[start of EXERCISE INPUT]

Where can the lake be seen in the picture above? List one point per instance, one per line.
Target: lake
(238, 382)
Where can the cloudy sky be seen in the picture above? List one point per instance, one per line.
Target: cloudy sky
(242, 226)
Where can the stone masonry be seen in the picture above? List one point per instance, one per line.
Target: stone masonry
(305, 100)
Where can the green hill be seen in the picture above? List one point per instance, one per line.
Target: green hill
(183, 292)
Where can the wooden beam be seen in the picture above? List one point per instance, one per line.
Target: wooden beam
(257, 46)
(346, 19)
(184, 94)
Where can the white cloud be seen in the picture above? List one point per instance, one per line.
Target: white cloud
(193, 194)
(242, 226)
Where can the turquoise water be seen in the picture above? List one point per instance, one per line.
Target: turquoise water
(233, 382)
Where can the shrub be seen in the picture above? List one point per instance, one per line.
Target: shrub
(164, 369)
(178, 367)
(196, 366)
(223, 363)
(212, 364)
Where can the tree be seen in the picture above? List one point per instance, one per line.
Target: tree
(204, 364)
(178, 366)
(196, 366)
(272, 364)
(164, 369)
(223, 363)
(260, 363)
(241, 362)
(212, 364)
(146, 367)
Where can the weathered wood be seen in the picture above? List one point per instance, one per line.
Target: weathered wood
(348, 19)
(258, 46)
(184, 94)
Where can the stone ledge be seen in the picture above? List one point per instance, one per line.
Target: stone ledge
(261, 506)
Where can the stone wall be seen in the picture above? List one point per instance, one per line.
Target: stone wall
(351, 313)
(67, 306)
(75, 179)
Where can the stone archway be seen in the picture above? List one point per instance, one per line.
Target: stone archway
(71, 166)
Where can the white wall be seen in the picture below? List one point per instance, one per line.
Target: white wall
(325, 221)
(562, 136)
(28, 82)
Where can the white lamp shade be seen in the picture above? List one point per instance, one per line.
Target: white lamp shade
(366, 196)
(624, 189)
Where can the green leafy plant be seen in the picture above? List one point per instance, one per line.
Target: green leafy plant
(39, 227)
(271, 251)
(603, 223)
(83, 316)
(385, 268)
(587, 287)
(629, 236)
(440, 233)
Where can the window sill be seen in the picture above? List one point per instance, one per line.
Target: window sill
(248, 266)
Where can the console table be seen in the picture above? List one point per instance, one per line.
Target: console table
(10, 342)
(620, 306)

[end of EXERCISE INPUT]

SET TASK ▸
Take the lines from the one containing "Where can the console" through the end of the entries, and write them out again with "console table" changed to "side table". Leave everything else the same.

ANSWER TO THIS PROBLEM ▸
Where can the side table be seen in the picture above? List one point per instance, one per line.
Target: side table
(10, 342)
(620, 306)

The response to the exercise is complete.